Providers Turn to Portals to Meet Patient Demand, Meaningful Use
With the recent release of the stage 2 “meaningful use” EHR Incentive Program measures and standards, new challenges and exciting opportunities are knocking at healthcare providers’ and vendors’ doors.
The HITECH Act, published in 2009, launched the EHR Incentive Program, which promotes the adoption and meaningful use of health IT software by US healthcare providers. While providers have the opportunity to receive incentive payments for early adoption of certified software, those not adopting certified EHR systems will be financially penalized starting in 2015. Based on the timeline given in the final rule, providers should begin working to demonstrate meaningful use in 2013 in order to be compliant by 2015.
But just because the meaningful use program calls for patient-centric healthcare doesn’t mean providers are embracing the challenge. In a report published by technology vendor CSC in March, more than 50 percent of providers taking part in the program opted to defer or claim exemption from the meaningful use requirements related to enabling patient access to health data. The report suggested that providers’ reluctance to move ahead with these and the other patient-centered was frequently related to software vendors not being up-to-speed with the implementation of relevant technology solutions.

□ □ □ □ □

## Work instruction 1
Answer these questions about the article on patient portals and meaningful use:
(a) In what year was the HITECH Act published?
(b) Starting in what year will providers who do not adopt certified EHR systems be financially penalized?
(c) According to the CSC report, what share of providers in the program chose to defer or claim exemption from the requirements on patient access to health data?
## Work instruction 2
Write out the part of the article on patient portals word for word. Begin at the words "The HITECH Act, published" and stop after "compliant by 2015.".
The listing after the article is separate material.

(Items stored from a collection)

□ □ □ □ □

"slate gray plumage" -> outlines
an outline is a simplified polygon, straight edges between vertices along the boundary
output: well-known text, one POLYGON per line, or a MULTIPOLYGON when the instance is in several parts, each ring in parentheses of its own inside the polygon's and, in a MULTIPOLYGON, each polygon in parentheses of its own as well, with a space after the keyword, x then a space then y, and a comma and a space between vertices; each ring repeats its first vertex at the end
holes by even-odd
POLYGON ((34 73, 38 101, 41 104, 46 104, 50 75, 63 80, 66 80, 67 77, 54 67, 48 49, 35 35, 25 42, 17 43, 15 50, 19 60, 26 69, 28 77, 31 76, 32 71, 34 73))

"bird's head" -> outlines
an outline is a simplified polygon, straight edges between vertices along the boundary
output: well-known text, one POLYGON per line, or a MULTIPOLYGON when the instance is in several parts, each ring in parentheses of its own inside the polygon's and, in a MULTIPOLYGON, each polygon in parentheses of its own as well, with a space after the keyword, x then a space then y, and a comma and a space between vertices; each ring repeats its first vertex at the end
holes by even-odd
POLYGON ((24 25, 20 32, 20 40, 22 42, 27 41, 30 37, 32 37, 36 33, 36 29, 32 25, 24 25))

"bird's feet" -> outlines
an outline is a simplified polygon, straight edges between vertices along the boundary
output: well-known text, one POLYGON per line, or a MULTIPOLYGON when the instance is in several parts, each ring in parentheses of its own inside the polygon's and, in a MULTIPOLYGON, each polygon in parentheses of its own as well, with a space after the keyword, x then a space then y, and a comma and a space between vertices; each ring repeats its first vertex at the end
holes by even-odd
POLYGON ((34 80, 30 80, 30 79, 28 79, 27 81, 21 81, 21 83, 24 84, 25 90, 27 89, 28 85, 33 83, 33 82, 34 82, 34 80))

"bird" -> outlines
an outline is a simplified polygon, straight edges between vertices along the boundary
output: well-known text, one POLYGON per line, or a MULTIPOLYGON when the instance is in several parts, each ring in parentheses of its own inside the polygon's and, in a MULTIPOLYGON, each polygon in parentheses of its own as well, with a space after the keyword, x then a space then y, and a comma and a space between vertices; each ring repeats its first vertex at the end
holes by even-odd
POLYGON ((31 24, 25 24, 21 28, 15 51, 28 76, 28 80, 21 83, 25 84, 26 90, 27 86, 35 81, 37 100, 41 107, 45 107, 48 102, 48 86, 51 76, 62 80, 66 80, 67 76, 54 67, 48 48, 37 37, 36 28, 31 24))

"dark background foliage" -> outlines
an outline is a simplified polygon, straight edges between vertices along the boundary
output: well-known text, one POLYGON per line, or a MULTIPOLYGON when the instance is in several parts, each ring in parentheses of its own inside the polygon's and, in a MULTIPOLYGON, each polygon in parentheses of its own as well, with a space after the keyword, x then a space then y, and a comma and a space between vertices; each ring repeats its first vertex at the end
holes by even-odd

□ □ □ □ □

## Written solution 1
(a) 2009
(b) 2015
(c) More than 50 percent

## Written solution 2
The HITECH Act, published in 2009, launched the EHR Incentive Program, which promotes the adoption and meaningful use of health IT software by US healthcare providers. While providers have the opportunity to receive incentive payments for early adoption of certified software, those not adopting certified EHR systems will be financially penalized starting in 2015. Based on the timeline given in the final rule, providers should begin working to demonstrate meaningful use in 2013 in order to be compliant by 2015.